▸ WHAT IS REQUIRED: Copy the items below word for word, from the line containing "compact form (425,300)." down to the end of the items, including both ends. Leave the pictures out of your copy.

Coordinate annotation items
╭──
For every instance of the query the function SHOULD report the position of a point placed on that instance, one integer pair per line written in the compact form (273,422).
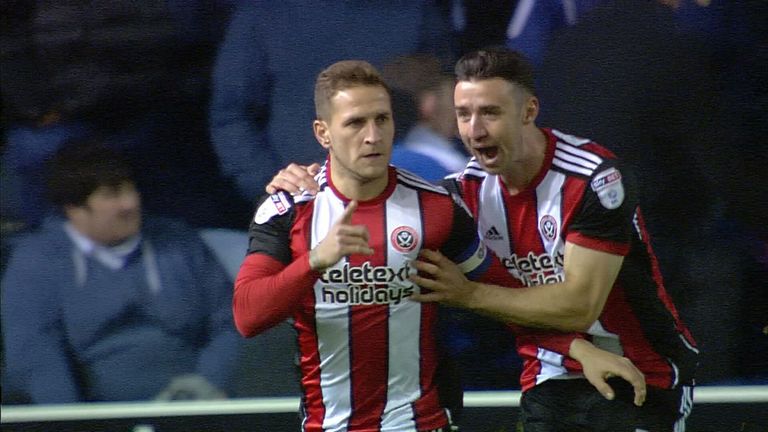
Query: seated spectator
(270,55)
(107,305)
(431,147)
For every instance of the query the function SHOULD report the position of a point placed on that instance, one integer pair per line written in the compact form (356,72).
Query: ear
(322,133)
(530,110)
(427,105)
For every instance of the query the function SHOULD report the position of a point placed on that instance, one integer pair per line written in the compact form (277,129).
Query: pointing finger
(346,218)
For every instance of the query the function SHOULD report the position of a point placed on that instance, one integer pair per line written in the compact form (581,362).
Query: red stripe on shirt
(369,333)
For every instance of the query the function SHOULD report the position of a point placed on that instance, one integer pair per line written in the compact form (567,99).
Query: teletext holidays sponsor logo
(536,269)
(361,284)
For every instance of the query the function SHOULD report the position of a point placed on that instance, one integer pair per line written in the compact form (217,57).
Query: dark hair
(343,75)
(79,168)
(496,63)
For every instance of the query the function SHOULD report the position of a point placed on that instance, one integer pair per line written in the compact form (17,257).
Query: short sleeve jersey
(368,355)
(582,196)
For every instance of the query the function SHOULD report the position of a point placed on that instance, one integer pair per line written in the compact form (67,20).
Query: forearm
(263,298)
(551,306)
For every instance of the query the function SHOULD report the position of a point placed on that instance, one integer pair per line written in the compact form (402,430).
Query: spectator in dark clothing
(107,305)
(134,71)
(269,58)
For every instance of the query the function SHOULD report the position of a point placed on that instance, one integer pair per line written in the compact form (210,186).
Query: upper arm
(590,275)
(270,228)
(599,236)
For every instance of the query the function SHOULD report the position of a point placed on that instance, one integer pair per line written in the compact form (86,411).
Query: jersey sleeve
(269,232)
(463,246)
(271,282)
(604,219)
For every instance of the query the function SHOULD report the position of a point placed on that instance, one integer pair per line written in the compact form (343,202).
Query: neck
(357,188)
(522,173)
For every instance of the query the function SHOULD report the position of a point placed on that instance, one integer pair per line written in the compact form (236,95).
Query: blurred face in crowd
(111,215)
(491,115)
(358,133)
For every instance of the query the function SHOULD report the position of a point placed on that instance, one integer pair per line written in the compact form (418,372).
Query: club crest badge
(404,239)
(277,204)
(548,227)
(609,188)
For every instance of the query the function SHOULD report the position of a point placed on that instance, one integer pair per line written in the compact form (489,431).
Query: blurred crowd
(200,102)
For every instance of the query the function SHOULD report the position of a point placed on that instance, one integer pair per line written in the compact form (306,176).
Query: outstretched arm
(572,305)
(294,179)
(267,290)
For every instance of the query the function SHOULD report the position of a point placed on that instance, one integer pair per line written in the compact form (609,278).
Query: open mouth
(488,152)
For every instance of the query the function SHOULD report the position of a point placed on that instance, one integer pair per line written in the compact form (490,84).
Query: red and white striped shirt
(580,196)
(369,356)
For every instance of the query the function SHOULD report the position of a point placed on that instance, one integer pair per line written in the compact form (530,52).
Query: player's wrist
(579,348)
(474,301)
(315,263)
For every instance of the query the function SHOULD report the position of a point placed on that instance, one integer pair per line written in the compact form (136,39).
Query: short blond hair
(341,76)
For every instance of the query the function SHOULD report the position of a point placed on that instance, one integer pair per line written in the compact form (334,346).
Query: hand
(295,179)
(343,239)
(444,278)
(599,365)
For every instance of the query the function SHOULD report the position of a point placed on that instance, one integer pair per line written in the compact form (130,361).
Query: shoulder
(278,205)
(579,156)
(413,181)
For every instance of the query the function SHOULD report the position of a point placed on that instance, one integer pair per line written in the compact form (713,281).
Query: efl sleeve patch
(609,188)
(276,204)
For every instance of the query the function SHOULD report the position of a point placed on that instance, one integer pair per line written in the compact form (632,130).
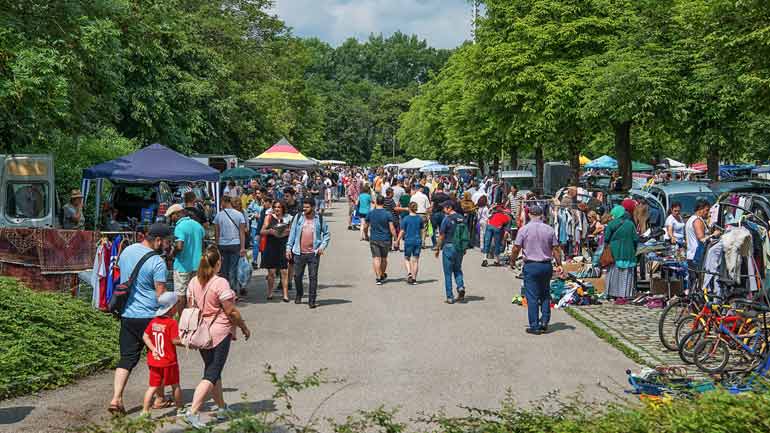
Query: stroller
(355,220)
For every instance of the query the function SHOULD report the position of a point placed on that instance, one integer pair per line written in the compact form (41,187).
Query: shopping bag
(244,272)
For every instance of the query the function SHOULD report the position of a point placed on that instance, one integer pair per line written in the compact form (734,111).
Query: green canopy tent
(238,173)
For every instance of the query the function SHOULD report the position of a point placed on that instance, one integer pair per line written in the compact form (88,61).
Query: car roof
(682,187)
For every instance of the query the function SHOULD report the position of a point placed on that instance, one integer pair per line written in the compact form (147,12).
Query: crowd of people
(280,218)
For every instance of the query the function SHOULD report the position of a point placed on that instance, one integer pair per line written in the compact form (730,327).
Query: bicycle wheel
(688,344)
(669,317)
(711,355)
(685,325)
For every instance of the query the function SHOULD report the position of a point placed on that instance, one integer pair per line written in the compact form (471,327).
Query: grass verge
(604,335)
(49,340)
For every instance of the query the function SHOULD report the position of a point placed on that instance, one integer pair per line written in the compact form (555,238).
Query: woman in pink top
(215,298)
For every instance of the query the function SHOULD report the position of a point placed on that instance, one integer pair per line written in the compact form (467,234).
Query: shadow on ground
(12,415)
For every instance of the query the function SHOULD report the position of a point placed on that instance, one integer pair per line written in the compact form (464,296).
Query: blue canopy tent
(603,163)
(155,163)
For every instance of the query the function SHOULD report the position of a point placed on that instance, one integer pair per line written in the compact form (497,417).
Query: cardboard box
(659,286)
(598,283)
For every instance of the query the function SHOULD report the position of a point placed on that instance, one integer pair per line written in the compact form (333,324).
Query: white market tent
(415,164)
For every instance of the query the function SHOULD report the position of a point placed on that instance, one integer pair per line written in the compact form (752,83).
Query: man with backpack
(142,281)
(453,241)
(308,239)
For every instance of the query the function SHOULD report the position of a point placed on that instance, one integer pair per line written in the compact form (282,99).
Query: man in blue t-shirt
(141,306)
(451,259)
(411,230)
(382,231)
(187,251)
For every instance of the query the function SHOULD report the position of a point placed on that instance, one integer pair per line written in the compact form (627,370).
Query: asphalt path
(395,345)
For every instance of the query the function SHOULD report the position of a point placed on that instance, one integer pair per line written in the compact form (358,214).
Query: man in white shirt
(423,206)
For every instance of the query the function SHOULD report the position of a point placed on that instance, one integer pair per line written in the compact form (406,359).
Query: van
(27,191)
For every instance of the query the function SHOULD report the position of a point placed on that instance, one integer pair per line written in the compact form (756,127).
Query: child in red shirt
(161,337)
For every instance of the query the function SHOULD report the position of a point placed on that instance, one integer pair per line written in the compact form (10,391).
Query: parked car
(28,191)
(685,193)
(756,186)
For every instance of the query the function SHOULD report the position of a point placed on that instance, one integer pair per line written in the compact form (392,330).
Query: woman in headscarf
(621,237)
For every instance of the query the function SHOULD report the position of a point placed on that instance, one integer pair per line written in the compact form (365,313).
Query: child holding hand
(161,338)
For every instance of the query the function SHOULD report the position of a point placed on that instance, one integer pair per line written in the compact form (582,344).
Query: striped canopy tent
(281,155)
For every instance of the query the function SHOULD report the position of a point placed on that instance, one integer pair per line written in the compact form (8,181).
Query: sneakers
(194,420)
(223,413)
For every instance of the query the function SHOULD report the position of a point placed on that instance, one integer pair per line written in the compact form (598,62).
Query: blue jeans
(436,219)
(537,278)
(452,262)
(254,244)
(493,234)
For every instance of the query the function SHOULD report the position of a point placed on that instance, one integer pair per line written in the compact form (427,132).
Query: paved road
(395,344)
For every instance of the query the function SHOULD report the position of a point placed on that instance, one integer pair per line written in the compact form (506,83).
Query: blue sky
(444,23)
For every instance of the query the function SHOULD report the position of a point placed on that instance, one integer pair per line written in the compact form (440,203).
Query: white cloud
(444,23)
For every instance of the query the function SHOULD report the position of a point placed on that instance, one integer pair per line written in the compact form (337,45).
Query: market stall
(282,155)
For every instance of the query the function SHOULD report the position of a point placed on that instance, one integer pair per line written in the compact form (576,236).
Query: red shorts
(164,376)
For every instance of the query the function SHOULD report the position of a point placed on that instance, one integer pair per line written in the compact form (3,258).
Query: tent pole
(98,201)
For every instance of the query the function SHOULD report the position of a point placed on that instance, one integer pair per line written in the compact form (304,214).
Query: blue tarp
(603,163)
(154,163)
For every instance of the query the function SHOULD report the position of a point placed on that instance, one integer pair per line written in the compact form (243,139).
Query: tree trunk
(574,162)
(712,161)
(539,168)
(623,152)
(513,152)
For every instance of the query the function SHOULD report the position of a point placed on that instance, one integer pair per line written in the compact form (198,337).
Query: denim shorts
(412,250)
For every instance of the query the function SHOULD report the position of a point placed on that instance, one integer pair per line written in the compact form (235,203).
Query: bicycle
(712,354)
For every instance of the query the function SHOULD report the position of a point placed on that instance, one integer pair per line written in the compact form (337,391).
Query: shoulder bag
(192,333)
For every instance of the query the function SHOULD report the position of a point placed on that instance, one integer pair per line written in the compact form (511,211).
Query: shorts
(214,360)
(412,250)
(379,248)
(131,341)
(181,281)
(164,376)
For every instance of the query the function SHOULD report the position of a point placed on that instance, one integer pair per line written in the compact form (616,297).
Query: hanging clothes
(113,279)
(99,272)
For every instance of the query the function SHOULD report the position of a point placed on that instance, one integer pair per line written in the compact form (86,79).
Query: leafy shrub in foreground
(716,411)
(48,339)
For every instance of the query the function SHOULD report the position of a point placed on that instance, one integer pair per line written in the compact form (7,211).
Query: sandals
(165,404)
(117,410)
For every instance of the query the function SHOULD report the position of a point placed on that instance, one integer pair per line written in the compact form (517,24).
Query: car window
(26,200)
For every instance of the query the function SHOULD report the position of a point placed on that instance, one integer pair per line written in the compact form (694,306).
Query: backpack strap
(138,267)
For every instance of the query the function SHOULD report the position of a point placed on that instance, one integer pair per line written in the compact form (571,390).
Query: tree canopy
(638,79)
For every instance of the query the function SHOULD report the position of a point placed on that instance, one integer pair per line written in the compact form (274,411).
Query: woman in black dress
(276,229)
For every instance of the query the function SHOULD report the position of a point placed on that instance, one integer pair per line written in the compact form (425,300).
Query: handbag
(606,260)
(191,332)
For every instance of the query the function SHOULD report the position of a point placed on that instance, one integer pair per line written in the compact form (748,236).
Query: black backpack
(123,290)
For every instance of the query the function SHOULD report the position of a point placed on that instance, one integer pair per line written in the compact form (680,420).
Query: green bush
(716,411)
(49,340)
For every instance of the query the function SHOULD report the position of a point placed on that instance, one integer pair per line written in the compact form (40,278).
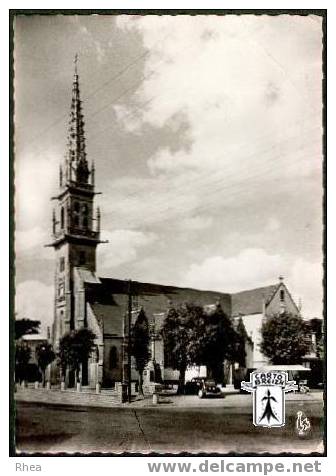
╰──
▸ TASK RESPONSE:
For every instance of the query the function SHOULD report the position of a point placed on that instance, one integer pair per line written in the compact form (425,300).
Query: handbag
(606,260)
(191,332)
For every instance of the query the function SHOULD report the position of a point placed on that instance, one integer pair per line written in the compact form (748,236).
Query: black backpack
(123,290)
For every instance of the query the function SHOULD report the position of a point placed on that instance, one integer pair per line written in the compact form (680,420).
Query: green bush
(716,411)
(49,340)
For every instance of the query the function SHOULD report the position of a point placed on that instance, one integer pair per line written in the compact form (40,278).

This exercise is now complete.